▶ Ações a realizar:
[1] No texto sobre o Programa Renda e Oportunidade, em que dia as MP 1.108 e 1.109 foram aprovadas na Câmara dos Deputados e no Senado Federal?
[2] Liste todas as medidas provisórias citadas no texto sobre o Programa Renda e Oportunidade.
[3] Dê continuidade ao texto sobre o Programa Renda e Oportunidade a partir da última frase apresentada.

▶ Trecho selecionado:

++++++

O Governo Federal, em março deste ano, publicou diversas alterações legislativas, por meio da edição das Medidas Provisórias 1.105, 1.106, 1.108 e 1.109 e do decreto 10.999. O conjunto de alterações foi denominado “Programa Renda e Oportunidade”.
Na verdade, o Programa evidenciou o intuito eleitoral do governo, que tenta injetar dinheiro na economia às vésperas das eleições, sem qualquer planejamento e diálogo social, deixando de resolver os verdadeiros problemas da população mais vulnerável.
Em vias de perderem a validade, as MP 1.108 e 1.109, que continham as alterações mais significativas, foram aprovadas no dia 3 de agosto, na Câmara dos Deputados e no Senado Federal e seguiram para sanção presidencial.

++++++

▶ Dados apresentados:
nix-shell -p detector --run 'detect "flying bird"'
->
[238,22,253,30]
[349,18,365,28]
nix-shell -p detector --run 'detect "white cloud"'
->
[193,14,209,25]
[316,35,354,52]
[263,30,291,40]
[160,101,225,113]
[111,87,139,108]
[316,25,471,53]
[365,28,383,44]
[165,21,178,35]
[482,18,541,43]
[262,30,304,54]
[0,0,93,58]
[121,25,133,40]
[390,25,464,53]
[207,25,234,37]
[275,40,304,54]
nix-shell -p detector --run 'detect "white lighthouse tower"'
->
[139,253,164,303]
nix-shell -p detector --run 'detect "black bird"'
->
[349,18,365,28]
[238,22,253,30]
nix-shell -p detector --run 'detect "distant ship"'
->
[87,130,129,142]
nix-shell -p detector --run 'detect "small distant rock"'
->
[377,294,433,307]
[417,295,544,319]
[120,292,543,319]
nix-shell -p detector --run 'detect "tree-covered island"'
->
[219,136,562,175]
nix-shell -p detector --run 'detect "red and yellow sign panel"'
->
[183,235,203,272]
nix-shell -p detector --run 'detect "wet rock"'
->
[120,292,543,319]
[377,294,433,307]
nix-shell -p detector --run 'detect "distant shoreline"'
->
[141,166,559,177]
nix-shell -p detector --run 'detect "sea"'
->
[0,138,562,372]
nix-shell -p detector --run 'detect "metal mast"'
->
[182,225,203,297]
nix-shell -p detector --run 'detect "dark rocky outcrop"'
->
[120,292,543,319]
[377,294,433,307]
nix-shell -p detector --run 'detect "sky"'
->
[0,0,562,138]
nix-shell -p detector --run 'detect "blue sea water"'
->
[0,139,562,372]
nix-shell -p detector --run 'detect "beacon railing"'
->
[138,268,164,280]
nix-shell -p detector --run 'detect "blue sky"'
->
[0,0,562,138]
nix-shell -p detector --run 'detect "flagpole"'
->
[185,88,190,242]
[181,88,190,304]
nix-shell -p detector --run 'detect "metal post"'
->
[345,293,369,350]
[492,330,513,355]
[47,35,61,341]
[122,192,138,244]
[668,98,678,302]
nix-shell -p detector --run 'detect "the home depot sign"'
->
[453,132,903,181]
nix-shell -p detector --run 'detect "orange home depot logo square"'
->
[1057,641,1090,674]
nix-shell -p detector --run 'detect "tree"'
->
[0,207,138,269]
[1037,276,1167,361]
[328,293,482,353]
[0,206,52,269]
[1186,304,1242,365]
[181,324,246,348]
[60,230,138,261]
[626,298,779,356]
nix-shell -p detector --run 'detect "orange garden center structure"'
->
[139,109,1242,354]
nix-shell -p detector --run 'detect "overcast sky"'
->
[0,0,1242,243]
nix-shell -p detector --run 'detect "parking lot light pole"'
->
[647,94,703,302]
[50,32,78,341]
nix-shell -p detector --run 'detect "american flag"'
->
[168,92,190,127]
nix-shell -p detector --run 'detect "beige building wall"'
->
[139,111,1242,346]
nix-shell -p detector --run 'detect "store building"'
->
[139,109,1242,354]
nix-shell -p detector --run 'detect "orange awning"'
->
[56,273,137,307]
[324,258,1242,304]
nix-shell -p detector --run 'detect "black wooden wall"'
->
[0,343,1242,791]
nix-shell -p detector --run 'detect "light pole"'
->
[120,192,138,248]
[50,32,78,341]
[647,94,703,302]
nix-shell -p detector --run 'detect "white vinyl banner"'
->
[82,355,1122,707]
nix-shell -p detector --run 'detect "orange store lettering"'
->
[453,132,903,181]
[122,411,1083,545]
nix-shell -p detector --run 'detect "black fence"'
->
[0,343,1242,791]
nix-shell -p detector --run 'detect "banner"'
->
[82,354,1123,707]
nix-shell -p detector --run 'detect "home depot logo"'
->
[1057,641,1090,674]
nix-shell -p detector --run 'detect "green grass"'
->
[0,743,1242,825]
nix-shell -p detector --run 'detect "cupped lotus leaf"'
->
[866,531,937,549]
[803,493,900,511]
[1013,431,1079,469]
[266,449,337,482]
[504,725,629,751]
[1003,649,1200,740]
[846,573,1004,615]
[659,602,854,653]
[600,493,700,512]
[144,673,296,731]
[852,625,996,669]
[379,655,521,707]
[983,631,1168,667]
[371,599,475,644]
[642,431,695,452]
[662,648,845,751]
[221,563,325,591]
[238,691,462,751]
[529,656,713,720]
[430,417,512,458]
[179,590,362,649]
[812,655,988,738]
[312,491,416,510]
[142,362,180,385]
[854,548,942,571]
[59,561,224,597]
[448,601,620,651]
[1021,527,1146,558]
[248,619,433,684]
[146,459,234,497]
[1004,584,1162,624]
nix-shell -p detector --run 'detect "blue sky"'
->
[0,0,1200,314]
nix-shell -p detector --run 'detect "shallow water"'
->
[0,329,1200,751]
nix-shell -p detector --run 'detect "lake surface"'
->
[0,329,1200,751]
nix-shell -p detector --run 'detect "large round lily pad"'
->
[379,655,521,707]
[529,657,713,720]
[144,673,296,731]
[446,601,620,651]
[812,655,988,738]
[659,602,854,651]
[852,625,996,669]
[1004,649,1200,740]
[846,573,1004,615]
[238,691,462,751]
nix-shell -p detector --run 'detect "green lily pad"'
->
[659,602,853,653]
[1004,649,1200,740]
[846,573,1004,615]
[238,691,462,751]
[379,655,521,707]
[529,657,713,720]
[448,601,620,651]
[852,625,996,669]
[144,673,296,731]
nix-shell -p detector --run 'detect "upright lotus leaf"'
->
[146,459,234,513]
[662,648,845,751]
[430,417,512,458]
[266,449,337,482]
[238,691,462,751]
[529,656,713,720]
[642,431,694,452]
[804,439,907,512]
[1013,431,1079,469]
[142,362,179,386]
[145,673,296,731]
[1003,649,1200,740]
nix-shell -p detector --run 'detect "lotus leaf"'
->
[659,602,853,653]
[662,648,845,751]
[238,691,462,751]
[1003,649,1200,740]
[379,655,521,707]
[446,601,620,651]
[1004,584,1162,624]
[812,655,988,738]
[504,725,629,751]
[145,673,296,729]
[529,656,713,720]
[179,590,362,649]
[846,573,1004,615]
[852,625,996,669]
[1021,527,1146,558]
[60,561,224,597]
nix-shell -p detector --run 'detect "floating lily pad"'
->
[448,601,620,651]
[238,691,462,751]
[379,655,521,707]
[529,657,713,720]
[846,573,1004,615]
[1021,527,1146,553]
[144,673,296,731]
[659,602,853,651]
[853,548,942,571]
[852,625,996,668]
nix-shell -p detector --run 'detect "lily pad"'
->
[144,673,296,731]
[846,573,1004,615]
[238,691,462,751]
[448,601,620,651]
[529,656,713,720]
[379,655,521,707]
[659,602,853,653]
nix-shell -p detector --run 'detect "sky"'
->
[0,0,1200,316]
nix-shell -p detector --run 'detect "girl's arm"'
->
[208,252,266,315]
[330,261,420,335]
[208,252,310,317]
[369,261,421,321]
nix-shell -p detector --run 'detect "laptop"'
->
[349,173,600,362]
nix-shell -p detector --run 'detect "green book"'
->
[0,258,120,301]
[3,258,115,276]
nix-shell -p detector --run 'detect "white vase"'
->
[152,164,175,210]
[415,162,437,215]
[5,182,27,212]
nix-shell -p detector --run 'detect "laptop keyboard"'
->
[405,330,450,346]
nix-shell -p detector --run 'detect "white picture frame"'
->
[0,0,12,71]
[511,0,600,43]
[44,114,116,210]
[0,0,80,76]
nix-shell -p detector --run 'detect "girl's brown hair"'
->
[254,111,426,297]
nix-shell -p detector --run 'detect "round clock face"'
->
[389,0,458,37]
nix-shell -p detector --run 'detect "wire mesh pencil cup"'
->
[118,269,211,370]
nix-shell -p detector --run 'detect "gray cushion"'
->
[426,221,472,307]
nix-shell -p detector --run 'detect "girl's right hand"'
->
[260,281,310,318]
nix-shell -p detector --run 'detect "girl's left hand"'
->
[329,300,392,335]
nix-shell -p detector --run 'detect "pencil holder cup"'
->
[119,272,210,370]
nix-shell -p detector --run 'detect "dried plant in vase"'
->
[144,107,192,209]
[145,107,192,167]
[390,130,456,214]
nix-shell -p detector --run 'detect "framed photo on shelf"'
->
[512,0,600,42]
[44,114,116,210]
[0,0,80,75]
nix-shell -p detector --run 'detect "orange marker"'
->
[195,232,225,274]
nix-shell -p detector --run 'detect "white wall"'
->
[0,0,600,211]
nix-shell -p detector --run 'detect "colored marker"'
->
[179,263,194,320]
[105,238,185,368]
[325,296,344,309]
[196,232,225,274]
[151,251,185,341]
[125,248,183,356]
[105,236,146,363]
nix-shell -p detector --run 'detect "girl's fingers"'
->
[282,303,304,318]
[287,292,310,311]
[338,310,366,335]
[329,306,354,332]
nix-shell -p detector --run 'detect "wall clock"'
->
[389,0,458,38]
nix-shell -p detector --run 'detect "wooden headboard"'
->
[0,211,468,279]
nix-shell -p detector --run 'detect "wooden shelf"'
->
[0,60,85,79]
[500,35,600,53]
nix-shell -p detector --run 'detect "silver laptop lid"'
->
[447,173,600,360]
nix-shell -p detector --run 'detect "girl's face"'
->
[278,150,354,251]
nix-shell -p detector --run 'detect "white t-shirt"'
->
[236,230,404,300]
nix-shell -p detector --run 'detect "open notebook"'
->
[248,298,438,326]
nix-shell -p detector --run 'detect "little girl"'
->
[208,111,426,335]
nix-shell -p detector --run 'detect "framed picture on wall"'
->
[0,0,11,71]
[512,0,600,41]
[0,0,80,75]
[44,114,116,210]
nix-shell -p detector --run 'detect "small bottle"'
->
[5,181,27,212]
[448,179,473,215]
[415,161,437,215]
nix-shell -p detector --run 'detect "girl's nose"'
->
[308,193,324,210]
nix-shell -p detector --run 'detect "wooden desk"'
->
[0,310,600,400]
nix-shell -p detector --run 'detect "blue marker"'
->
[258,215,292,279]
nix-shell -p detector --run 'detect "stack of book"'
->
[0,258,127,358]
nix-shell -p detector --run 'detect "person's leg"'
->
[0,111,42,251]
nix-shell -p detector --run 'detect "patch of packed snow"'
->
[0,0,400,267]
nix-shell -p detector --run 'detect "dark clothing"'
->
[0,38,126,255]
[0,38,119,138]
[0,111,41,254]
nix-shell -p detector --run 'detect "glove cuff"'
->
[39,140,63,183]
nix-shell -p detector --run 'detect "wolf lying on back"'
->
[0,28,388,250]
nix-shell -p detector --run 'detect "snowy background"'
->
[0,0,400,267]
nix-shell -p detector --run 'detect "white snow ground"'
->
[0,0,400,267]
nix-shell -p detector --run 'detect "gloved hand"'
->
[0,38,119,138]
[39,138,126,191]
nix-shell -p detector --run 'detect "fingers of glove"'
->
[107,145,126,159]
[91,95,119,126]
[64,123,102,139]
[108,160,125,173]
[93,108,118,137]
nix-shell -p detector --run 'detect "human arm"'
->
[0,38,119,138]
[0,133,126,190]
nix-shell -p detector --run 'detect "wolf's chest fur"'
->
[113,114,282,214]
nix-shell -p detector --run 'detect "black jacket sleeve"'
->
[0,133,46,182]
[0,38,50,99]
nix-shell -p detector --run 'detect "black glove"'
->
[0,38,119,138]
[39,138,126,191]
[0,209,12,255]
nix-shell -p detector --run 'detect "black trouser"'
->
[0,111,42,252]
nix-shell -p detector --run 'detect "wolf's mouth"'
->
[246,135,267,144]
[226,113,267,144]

++++++

▶ Resultados por tarefa:
[1] No dia 3 de agosto.

[2] MP 1.105, MP 1.106, MP 1.108 e MP 1.109.

[3]
A MP 1.108 altera disposições na legislação trabalhista sobre o auxílio-alimentação e o teletrabalho. Já a MP 1.109 estabelece medidas trabalhistas alternativas e o Programa Emergencial de Manutenção do Emprego e da Renda em caso de calamidade reconhecida pelo Poder Executivo federal. Vejamos.
MP 1.109/22 – Medidas trabalhistas alternativas e Programa Emergencial de Manutenção do Empego e da Renda em caso de calamidade reconhecida pelo Poder Executivo federal
A MP autoriza o Poder Executivo federal a dispor sobre a adoção de medidas trabalhistas alternativas e sobre o Programa Emergencial de Manutenção do Emprego e da Renda para enfrentamento das consequências sociais e econômicas de estado de calamidade pública em âmbito nacional, ou em âmbito estadual, distrital ou municipal reconhecido pelo Poder Executivo federal e para os trabalhadores em grupo de risco.
Reeditando a MP 927 e a MP 936, de 2020, a MP 1.109 autoriza definitivamente a aplicação das regras trabalhistas excepcionais em quaisquer casos de calamidade e emergência reconhecida pelo Poder Executivo federal, no âmbito federal, distrital, estadual e municipal.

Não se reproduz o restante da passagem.